Could you output every record below exactly as it appears?
=== Section Start ===
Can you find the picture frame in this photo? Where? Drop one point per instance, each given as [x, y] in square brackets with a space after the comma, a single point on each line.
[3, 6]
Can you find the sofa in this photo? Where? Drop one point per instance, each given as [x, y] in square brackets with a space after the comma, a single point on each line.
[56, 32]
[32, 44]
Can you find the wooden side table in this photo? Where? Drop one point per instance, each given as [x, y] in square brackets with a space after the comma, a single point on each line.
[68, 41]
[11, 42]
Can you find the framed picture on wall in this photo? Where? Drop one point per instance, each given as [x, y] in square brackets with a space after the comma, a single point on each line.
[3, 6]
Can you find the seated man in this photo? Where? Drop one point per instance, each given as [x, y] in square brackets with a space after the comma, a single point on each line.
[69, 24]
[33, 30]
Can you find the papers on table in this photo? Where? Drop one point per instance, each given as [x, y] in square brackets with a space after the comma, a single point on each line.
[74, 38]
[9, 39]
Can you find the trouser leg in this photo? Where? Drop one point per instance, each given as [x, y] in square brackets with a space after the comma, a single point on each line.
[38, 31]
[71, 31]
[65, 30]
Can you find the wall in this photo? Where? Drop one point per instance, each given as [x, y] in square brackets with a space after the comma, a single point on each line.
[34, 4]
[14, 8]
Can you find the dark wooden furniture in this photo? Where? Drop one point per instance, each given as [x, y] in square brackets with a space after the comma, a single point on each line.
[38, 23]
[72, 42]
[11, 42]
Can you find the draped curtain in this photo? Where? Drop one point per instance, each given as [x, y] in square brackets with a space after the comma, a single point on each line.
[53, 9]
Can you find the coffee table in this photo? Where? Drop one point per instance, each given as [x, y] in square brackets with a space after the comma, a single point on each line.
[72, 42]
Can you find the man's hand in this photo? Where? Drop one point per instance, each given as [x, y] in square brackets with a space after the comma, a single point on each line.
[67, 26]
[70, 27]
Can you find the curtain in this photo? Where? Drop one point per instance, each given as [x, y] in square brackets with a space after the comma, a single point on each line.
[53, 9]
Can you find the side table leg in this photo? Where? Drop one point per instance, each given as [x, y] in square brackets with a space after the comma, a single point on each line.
=== Section End ===
RESPONSE AREA
Can you find the picture frame in this photo? Where? Drop one point per instance, each given as [x, y] in square brackets with a space after the comma, a single point on each line.
[3, 6]
Can you find the sofa in this photo? Where? Drop one point per instance, each given as [x, y] in square brackets with a space after the comma, a single point on each line.
[56, 32]
[32, 44]
Can you find the wooden side table in this photo? Where? Drop one point per instance, each given as [x, y] in square brackets with a space after the comma, a single point on each line.
[68, 41]
[11, 42]
Can you find the framed picture on wall in this photo? Where? Drop one point per instance, each given as [x, y] in square brackets with a space after the comma, a single point on each line.
[3, 6]
Can you find the seated man in this photo? Where? Drop one point per instance, each given as [x, y] in square brackets with a space after the comma, a single point on each line.
[69, 24]
[33, 30]
Can you find the papers on table in this photo? Where? Drop one point per instance, each given as [x, y] in square brackets with a space after the comma, a single point on each line.
[74, 38]
[9, 39]
Can you find the trouser leg in this photo? Where? Drop one point per instance, each given as [x, y] in square brackets with a space after the comma, a single point on each line.
[38, 31]
[71, 31]
[65, 30]
Can you find the wall in this photo? Where? Drop one point per instance, each given as [x, y] in square brackets with a space after the comma, a single point on each line.
[34, 4]
[14, 8]
Can you find the dark wooden furniture in this photo? Where? Drop one point per instance, each given as [x, y] in square brackets with a space after the comma, a single point on each line.
[38, 23]
[72, 42]
[11, 42]
Can you find the draped curtain in this photo? Where? Drop one point per instance, each given as [x, y] in square brackets with a space after the comma, a single point on each line.
[53, 9]
Can you find the coffee table in this photo? Where? Drop one point per instance, each given as [x, y] in square brackets with a space after the comma, a single point on each line.
[72, 42]
Can you find the man's hand in this photo? Where? Drop one point per instance, each given as [x, y] in square brackets with a space after the comma, a single point on each line.
[67, 26]
[70, 27]
Can you find the curtain in this photo? Where? Drop one point per instance, each given as [x, y] in square brackets with a space after the comma, a single point on each line.
[53, 9]
Can you find the side table leg in this photo? Where? Drop one point per instance, each given as [x, y] in square brackets with a space after the comma, a single point on each line.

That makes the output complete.